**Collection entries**
## START
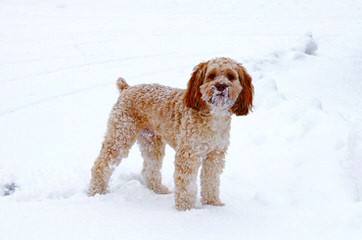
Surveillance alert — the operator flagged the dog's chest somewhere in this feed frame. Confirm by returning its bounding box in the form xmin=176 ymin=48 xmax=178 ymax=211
xmin=194 ymin=113 xmax=230 ymax=153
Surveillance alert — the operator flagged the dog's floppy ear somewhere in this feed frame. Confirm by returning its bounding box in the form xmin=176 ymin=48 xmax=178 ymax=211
xmin=231 ymin=64 xmax=254 ymax=116
xmin=184 ymin=62 xmax=208 ymax=111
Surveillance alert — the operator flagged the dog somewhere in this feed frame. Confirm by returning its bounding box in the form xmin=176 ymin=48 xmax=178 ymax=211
xmin=88 ymin=57 xmax=254 ymax=210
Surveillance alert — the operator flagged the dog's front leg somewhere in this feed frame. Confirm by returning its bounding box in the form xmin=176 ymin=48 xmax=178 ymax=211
xmin=174 ymin=147 xmax=201 ymax=211
xmin=200 ymin=150 xmax=225 ymax=206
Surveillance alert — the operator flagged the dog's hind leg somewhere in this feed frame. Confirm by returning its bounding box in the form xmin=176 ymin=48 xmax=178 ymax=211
xmin=88 ymin=104 xmax=138 ymax=196
xmin=137 ymin=127 xmax=170 ymax=194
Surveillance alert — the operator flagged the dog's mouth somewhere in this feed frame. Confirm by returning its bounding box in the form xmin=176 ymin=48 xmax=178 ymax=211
xmin=210 ymin=89 xmax=231 ymax=107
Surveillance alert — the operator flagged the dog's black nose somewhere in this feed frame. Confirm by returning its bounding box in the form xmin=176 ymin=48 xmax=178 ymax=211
xmin=215 ymin=83 xmax=226 ymax=92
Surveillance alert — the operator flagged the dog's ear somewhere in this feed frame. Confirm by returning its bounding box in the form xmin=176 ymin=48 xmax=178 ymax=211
xmin=231 ymin=64 xmax=254 ymax=116
xmin=184 ymin=62 xmax=208 ymax=111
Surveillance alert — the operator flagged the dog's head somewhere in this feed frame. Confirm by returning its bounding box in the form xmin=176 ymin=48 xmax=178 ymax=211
xmin=184 ymin=58 xmax=254 ymax=116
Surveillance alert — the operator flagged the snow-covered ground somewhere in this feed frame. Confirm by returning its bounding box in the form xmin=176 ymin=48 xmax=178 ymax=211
xmin=0 ymin=0 xmax=362 ymax=240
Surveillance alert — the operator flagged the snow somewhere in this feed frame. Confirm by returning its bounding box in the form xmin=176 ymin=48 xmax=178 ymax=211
xmin=0 ymin=0 xmax=362 ymax=240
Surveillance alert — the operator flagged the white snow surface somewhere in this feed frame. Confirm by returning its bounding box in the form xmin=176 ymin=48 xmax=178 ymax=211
xmin=0 ymin=0 xmax=362 ymax=240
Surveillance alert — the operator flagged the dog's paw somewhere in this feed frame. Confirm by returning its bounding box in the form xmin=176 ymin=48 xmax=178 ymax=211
xmin=150 ymin=185 xmax=171 ymax=194
xmin=201 ymin=200 xmax=225 ymax=207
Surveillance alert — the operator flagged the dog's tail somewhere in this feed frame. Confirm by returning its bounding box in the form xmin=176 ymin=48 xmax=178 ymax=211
xmin=116 ymin=77 xmax=129 ymax=92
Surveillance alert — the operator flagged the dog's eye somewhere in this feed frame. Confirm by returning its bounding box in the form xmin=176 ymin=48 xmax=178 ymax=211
xmin=227 ymin=73 xmax=235 ymax=81
xmin=208 ymin=73 xmax=216 ymax=80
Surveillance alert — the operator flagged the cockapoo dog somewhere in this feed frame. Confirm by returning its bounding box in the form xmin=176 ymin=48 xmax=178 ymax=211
xmin=89 ymin=58 xmax=253 ymax=210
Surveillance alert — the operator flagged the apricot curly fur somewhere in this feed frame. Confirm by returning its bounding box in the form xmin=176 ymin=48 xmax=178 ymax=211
xmin=88 ymin=57 xmax=253 ymax=210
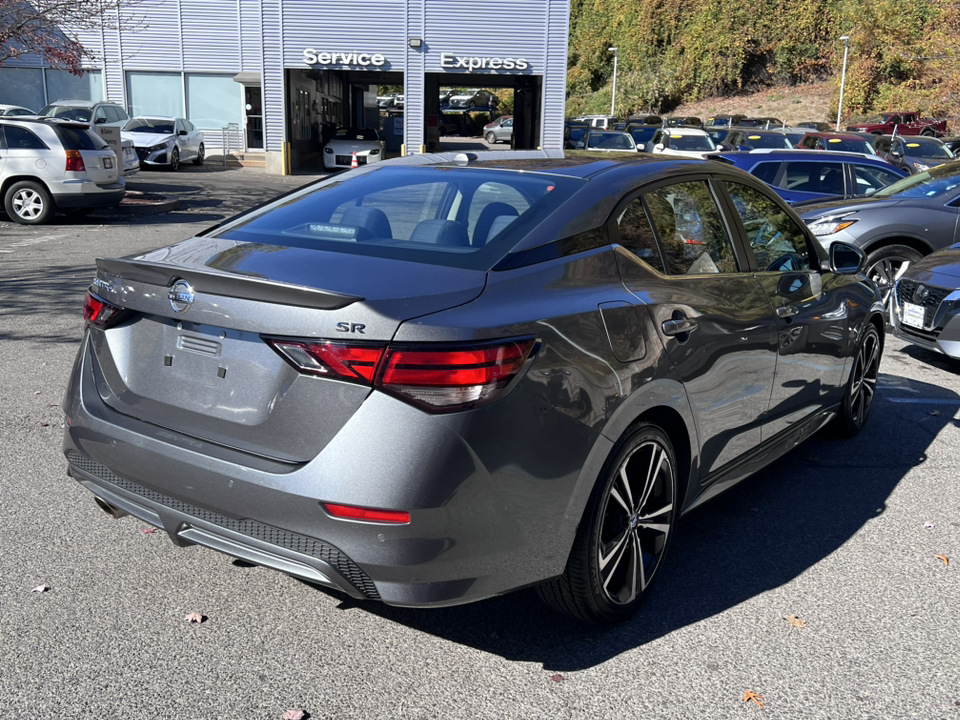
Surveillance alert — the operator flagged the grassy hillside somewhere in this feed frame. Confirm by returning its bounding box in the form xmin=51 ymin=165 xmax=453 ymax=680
xmin=567 ymin=0 xmax=960 ymax=125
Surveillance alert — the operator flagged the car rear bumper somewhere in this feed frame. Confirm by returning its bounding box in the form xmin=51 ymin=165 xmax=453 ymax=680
xmin=50 ymin=178 xmax=127 ymax=208
xmin=64 ymin=338 xmax=596 ymax=606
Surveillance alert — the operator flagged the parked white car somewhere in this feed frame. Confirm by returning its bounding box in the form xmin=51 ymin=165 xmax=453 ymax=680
xmin=323 ymin=128 xmax=386 ymax=170
xmin=0 ymin=116 xmax=126 ymax=225
xmin=121 ymin=116 xmax=206 ymax=170
xmin=650 ymin=127 xmax=717 ymax=158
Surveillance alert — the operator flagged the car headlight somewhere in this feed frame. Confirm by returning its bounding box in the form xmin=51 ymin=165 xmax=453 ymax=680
xmin=809 ymin=215 xmax=859 ymax=237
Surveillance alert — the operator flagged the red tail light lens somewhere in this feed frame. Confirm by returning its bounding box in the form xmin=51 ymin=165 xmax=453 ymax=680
xmin=83 ymin=292 xmax=123 ymax=329
xmin=378 ymin=339 xmax=534 ymax=410
xmin=267 ymin=338 xmax=536 ymax=412
xmin=269 ymin=340 xmax=384 ymax=385
xmin=322 ymin=503 xmax=410 ymax=525
xmin=67 ymin=150 xmax=86 ymax=172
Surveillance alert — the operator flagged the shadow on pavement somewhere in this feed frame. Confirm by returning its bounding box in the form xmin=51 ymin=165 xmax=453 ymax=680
xmin=326 ymin=375 xmax=960 ymax=671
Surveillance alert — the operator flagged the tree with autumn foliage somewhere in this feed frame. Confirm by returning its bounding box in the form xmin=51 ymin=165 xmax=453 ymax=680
xmin=0 ymin=0 xmax=139 ymax=75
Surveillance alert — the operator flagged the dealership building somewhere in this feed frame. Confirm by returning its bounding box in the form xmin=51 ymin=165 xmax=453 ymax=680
xmin=0 ymin=0 xmax=570 ymax=173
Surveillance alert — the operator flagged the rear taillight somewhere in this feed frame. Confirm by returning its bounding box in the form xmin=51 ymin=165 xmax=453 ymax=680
xmin=83 ymin=292 xmax=123 ymax=329
xmin=267 ymin=338 xmax=536 ymax=412
xmin=67 ymin=150 xmax=86 ymax=172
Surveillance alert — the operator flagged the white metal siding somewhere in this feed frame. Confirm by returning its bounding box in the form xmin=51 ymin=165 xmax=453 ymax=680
xmin=262 ymin=0 xmax=287 ymax=152
xmin=283 ymin=0 xmax=406 ymax=70
xmin=421 ymin=0 xmax=548 ymax=76
xmin=180 ymin=0 xmax=240 ymax=73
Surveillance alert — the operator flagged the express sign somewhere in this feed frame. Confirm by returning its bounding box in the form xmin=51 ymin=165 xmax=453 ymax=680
xmin=440 ymin=53 xmax=530 ymax=70
xmin=303 ymin=48 xmax=387 ymax=67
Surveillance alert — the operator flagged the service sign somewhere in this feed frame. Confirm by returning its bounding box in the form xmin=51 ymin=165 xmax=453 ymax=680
xmin=303 ymin=48 xmax=387 ymax=68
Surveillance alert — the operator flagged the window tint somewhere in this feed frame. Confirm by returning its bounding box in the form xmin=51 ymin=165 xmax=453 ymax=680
xmin=617 ymin=198 xmax=665 ymax=272
xmin=725 ymin=181 xmax=810 ymax=272
xmin=6 ymin=125 xmax=47 ymax=150
xmin=750 ymin=162 xmax=780 ymax=185
xmin=645 ymin=181 xmax=739 ymax=275
xmin=780 ymin=161 xmax=844 ymax=195
xmin=853 ymin=165 xmax=903 ymax=195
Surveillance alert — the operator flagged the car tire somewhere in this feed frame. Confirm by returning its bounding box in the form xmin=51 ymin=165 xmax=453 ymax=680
xmin=863 ymin=245 xmax=923 ymax=308
xmin=3 ymin=180 xmax=54 ymax=225
xmin=833 ymin=322 xmax=881 ymax=437
xmin=537 ymin=423 xmax=677 ymax=625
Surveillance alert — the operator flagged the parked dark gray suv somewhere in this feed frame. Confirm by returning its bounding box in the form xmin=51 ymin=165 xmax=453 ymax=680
xmin=64 ymin=151 xmax=883 ymax=622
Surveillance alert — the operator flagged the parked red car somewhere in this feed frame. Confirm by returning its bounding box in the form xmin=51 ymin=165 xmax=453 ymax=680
xmin=847 ymin=112 xmax=947 ymax=137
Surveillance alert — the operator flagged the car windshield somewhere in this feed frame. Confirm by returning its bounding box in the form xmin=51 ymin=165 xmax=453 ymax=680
xmin=216 ymin=166 xmax=585 ymax=270
xmin=670 ymin=133 xmax=717 ymax=151
xmin=587 ymin=132 xmax=637 ymax=150
xmin=906 ymin=138 xmax=954 ymax=160
xmin=747 ymin=135 xmax=793 ymax=148
xmin=123 ymin=118 xmax=174 ymax=135
xmin=827 ymin=138 xmax=877 ymax=155
xmin=337 ymin=128 xmax=380 ymax=141
xmin=873 ymin=163 xmax=960 ymax=198
xmin=39 ymin=105 xmax=93 ymax=122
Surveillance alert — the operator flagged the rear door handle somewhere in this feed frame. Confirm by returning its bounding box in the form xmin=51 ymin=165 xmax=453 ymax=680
xmin=663 ymin=318 xmax=700 ymax=336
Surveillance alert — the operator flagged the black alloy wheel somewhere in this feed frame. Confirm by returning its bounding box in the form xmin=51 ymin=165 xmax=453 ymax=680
xmin=836 ymin=322 xmax=881 ymax=437
xmin=538 ymin=423 xmax=678 ymax=624
xmin=863 ymin=245 xmax=923 ymax=313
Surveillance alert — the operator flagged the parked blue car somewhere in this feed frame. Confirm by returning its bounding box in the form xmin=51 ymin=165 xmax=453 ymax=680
xmin=710 ymin=150 xmax=908 ymax=204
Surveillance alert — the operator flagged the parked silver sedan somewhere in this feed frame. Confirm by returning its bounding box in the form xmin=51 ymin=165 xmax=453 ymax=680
xmin=122 ymin=116 xmax=206 ymax=170
xmin=0 ymin=117 xmax=126 ymax=225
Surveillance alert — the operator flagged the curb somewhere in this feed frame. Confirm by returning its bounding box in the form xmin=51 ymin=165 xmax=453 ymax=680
xmin=101 ymin=190 xmax=180 ymax=215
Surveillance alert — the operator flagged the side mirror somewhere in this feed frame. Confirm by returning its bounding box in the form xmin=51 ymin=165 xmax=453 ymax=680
xmin=829 ymin=240 xmax=867 ymax=275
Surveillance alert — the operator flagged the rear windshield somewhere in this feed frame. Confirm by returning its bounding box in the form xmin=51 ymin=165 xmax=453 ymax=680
xmin=123 ymin=118 xmax=174 ymax=135
xmin=215 ymin=166 xmax=586 ymax=270
xmin=39 ymin=105 xmax=93 ymax=122
xmin=54 ymin=125 xmax=109 ymax=150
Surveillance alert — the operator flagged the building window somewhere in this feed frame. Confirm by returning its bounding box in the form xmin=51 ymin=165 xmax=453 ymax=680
xmin=186 ymin=73 xmax=243 ymax=130
xmin=127 ymin=72 xmax=183 ymax=117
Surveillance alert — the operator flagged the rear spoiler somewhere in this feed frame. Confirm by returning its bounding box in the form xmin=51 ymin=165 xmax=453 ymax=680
xmin=97 ymin=258 xmax=363 ymax=310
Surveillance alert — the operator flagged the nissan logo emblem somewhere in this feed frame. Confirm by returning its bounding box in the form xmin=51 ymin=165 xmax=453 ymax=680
xmin=167 ymin=280 xmax=194 ymax=313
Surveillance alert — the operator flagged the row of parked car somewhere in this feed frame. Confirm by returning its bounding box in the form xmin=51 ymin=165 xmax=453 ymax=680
xmin=0 ymin=100 xmax=206 ymax=225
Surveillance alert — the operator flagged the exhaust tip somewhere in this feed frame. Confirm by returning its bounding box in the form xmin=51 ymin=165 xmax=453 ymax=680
xmin=93 ymin=495 xmax=130 ymax=519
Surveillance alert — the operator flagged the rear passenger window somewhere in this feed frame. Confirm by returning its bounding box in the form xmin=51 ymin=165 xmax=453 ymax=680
xmin=750 ymin=163 xmax=780 ymax=185
xmin=780 ymin=162 xmax=844 ymax=195
xmin=644 ymin=180 xmax=739 ymax=275
xmin=617 ymin=198 xmax=666 ymax=272
xmin=5 ymin=125 xmax=47 ymax=150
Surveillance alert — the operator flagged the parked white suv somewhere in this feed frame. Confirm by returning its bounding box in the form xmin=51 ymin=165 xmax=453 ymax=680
xmin=0 ymin=116 xmax=126 ymax=225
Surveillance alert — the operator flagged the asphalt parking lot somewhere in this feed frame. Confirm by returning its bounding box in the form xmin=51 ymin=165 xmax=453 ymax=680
xmin=0 ymin=166 xmax=960 ymax=720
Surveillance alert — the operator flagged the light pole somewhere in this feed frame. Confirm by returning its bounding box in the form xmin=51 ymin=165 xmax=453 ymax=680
xmin=837 ymin=35 xmax=850 ymax=132
xmin=607 ymin=48 xmax=620 ymax=117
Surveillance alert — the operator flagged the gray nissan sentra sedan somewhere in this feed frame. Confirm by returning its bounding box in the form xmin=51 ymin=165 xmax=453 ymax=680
xmin=64 ymin=152 xmax=884 ymax=622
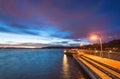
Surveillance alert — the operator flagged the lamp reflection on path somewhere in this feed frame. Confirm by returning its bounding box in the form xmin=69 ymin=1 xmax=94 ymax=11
xmin=62 ymin=54 xmax=70 ymax=79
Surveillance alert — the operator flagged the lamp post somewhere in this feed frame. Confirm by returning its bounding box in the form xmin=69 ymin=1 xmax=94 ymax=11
xmin=91 ymin=34 xmax=103 ymax=57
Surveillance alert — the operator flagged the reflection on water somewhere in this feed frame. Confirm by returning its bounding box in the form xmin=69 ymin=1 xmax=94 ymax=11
xmin=0 ymin=49 xmax=83 ymax=79
xmin=62 ymin=54 xmax=70 ymax=79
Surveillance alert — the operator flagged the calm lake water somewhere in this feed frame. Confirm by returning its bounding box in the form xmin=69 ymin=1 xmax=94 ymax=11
xmin=0 ymin=49 xmax=84 ymax=79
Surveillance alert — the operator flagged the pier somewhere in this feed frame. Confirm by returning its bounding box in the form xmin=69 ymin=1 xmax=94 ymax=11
xmin=65 ymin=49 xmax=120 ymax=79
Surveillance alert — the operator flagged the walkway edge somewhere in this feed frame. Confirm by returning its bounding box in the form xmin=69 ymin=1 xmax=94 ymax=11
xmin=73 ymin=55 xmax=102 ymax=79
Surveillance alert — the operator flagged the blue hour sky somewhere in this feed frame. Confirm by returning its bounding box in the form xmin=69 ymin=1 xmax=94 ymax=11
xmin=0 ymin=0 xmax=120 ymax=47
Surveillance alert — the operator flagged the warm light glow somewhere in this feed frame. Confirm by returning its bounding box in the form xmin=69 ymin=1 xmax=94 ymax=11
xmin=91 ymin=35 xmax=97 ymax=40
xmin=62 ymin=54 xmax=69 ymax=79
xmin=80 ymin=43 xmax=83 ymax=46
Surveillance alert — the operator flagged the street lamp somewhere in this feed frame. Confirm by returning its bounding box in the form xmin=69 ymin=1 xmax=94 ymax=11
xmin=91 ymin=34 xmax=103 ymax=57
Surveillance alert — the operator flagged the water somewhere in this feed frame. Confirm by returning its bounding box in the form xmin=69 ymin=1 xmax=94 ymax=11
xmin=0 ymin=49 xmax=84 ymax=79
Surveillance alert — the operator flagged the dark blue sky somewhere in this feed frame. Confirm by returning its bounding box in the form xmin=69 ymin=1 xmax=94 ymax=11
xmin=0 ymin=0 xmax=120 ymax=46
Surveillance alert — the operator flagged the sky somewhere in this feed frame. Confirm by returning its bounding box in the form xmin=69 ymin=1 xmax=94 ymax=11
xmin=0 ymin=0 xmax=120 ymax=47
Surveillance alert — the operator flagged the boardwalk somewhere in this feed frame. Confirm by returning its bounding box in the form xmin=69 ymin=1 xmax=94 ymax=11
xmin=64 ymin=51 xmax=120 ymax=79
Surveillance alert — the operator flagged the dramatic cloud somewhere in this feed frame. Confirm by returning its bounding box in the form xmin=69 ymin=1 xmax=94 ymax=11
xmin=0 ymin=0 xmax=120 ymax=45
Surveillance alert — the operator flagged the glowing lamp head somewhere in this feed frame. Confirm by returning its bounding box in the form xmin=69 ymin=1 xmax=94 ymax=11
xmin=91 ymin=35 xmax=97 ymax=40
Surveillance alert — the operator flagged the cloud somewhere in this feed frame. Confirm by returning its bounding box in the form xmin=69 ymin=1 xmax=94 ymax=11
xmin=0 ymin=0 xmax=120 ymax=46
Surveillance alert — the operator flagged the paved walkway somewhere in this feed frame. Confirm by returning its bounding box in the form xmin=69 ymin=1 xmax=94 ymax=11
xmin=83 ymin=54 xmax=120 ymax=70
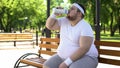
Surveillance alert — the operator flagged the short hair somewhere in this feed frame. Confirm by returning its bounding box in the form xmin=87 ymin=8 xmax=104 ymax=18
xmin=77 ymin=3 xmax=86 ymax=18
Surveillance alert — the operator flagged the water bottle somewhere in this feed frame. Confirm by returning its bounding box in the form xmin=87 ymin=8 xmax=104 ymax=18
xmin=53 ymin=8 xmax=68 ymax=14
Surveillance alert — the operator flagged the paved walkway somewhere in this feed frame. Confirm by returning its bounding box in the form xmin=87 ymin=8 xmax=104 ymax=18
xmin=0 ymin=45 xmax=120 ymax=68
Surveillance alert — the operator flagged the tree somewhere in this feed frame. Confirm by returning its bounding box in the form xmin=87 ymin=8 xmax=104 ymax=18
xmin=0 ymin=0 xmax=46 ymax=32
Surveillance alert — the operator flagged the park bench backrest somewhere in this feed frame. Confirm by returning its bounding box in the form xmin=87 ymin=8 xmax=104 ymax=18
xmin=0 ymin=33 xmax=16 ymax=41
xmin=95 ymin=41 xmax=120 ymax=65
xmin=39 ymin=38 xmax=60 ymax=56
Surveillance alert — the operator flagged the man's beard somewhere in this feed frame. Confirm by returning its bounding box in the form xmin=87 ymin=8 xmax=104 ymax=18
xmin=67 ymin=15 xmax=76 ymax=21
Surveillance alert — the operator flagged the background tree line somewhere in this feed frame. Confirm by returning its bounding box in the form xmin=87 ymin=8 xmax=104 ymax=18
xmin=70 ymin=0 xmax=120 ymax=36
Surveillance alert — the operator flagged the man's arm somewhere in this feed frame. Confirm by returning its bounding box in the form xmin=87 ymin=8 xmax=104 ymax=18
xmin=46 ymin=16 xmax=60 ymax=30
xmin=70 ymin=36 xmax=93 ymax=61
xmin=70 ymin=36 xmax=93 ymax=61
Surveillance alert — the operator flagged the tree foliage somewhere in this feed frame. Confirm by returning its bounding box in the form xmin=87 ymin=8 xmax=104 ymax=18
xmin=0 ymin=0 xmax=46 ymax=32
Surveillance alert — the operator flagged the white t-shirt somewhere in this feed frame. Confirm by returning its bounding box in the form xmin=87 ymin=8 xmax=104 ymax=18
xmin=57 ymin=17 xmax=98 ymax=59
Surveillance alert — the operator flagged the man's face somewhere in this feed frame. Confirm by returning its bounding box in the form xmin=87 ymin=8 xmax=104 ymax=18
xmin=67 ymin=6 xmax=78 ymax=21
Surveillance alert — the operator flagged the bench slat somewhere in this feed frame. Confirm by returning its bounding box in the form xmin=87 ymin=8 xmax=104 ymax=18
xmin=99 ymin=57 xmax=120 ymax=65
xmin=20 ymin=57 xmax=45 ymax=68
xmin=40 ymin=38 xmax=60 ymax=43
xmin=95 ymin=40 xmax=120 ymax=47
xmin=40 ymin=44 xmax=58 ymax=49
xmin=39 ymin=50 xmax=56 ymax=56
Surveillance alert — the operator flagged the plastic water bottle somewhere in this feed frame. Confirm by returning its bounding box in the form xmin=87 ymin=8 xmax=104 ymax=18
xmin=53 ymin=8 xmax=68 ymax=14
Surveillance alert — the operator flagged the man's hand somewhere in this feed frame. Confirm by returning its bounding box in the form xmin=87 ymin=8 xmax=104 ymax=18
xmin=59 ymin=62 xmax=68 ymax=68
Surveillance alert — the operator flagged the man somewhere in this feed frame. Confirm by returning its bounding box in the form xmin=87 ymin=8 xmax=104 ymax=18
xmin=43 ymin=3 xmax=98 ymax=68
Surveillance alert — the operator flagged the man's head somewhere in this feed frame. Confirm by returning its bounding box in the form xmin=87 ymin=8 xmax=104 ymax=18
xmin=67 ymin=3 xmax=85 ymax=21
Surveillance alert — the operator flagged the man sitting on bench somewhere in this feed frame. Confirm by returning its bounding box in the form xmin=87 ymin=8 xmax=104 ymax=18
xmin=43 ymin=3 xmax=98 ymax=68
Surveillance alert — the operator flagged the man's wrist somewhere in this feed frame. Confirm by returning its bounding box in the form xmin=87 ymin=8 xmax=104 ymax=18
xmin=64 ymin=58 xmax=73 ymax=66
xmin=50 ymin=13 xmax=56 ymax=19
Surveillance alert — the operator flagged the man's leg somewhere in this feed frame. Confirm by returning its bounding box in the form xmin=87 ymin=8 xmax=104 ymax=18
xmin=43 ymin=54 xmax=63 ymax=68
xmin=69 ymin=56 xmax=98 ymax=68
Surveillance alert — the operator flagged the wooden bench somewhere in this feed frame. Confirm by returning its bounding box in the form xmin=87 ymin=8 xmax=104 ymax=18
xmin=14 ymin=38 xmax=120 ymax=68
xmin=0 ymin=33 xmax=33 ymax=46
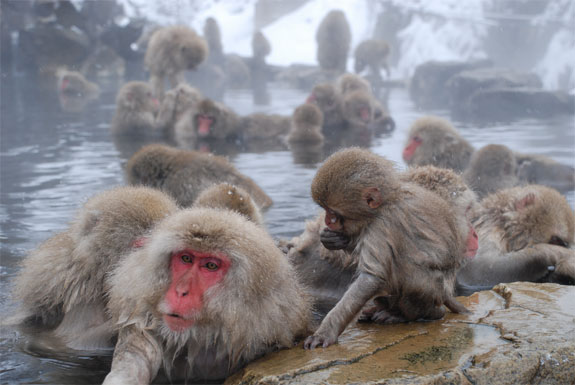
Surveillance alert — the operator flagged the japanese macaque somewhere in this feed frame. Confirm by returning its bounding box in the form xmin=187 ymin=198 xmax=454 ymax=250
xmin=287 ymin=103 xmax=323 ymax=145
xmin=104 ymin=208 xmax=311 ymax=385
xmin=343 ymin=91 xmax=373 ymax=130
xmin=176 ymin=99 xmax=240 ymax=139
xmin=515 ymin=153 xmax=575 ymax=191
xmin=194 ymin=183 xmax=264 ymax=226
xmin=56 ymin=69 xmax=100 ymax=112
xmin=457 ymin=185 xmax=575 ymax=294
xmin=306 ymin=83 xmax=345 ymax=132
xmin=304 ymin=148 xmax=468 ymax=349
xmin=285 ymin=166 xmax=478 ymax=321
xmin=403 ymin=116 xmax=473 ymax=172
xmin=14 ymin=187 xmax=178 ymax=350
xmin=315 ymin=10 xmax=351 ymax=72
xmin=336 ymin=73 xmax=372 ymax=96
xmin=110 ymin=82 xmax=159 ymax=135
xmin=463 ymin=144 xmax=519 ymax=198
xmin=125 ymin=144 xmax=272 ymax=209
xmin=156 ymin=83 xmax=202 ymax=136
xmin=240 ymin=113 xmax=291 ymax=140
xmin=369 ymin=99 xmax=395 ymax=134
xmin=252 ymin=31 xmax=272 ymax=62
xmin=354 ymin=39 xmax=390 ymax=80
xmin=144 ymin=26 xmax=208 ymax=99
xmin=200 ymin=17 xmax=224 ymax=66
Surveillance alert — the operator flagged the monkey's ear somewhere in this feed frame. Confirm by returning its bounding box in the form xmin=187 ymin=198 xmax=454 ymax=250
xmin=361 ymin=187 xmax=383 ymax=209
xmin=515 ymin=193 xmax=535 ymax=211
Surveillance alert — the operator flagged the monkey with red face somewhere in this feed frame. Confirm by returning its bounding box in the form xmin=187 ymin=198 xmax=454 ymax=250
xmin=104 ymin=208 xmax=310 ymax=385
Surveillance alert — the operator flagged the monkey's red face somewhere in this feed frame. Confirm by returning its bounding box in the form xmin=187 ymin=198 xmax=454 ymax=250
xmin=403 ymin=135 xmax=423 ymax=162
xmin=163 ymin=250 xmax=230 ymax=331
xmin=196 ymin=114 xmax=215 ymax=137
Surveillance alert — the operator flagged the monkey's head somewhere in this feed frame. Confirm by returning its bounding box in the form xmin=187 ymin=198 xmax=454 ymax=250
xmin=124 ymin=144 xmax=174 ymax=188
xmin=403 ymin=116 xmax=460 ymax=166
xmin=481 ymin=185 xmax=575 ymax=252
xmin=293 ymin=103 xmax=323 ymax=130
xmin=105 ymin=208 xmax=309 ymax=359
xmin=311 ymin=148 xmax=400 ymax=248
xmin=194 ymin=183 xmax=263 ymax=225
xmin=116 ymin=82 xmax=160 ymax=114
xmin=343 ymin=91 xmax=373 ymax=126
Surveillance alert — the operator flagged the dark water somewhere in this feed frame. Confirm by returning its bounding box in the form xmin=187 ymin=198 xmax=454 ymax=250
xmin=0 ymin=73 xmax=575 ymax=384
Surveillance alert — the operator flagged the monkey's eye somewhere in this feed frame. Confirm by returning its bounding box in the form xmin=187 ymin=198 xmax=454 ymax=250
xmin=180 ymin=254 xmax=194 ymax=263
xmin=549 ymin=235 xmax=569 ymax=247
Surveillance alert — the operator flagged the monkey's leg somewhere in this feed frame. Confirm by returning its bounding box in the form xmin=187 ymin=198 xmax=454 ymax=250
xmin=103 ymin=326 xmax=162 ymax=385
xmin=304 ymin=273 xmax=382 ymax=349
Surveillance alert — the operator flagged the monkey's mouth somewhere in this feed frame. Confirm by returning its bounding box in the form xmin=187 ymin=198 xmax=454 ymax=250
## END
**PROBLEM**
Output the lines between the one containing "Surveillance alert — the operator flagged the dog's head" and the one containing "xmin=184 ymin=58 xmax=254 ymax=116", inclusive, as a JSON list of strings with one string per line and no blank lines.

**THE SOLUTION**
[
  "Surveillance alert — the operator flagged the dog's head somewhere in this feed frame. Confirm by returning its bounding box in the form xmin=176 ymin=48 xmax=178 ymax=211",
  "xmin=184 ymin=58 xmax=254 ymax=116"
]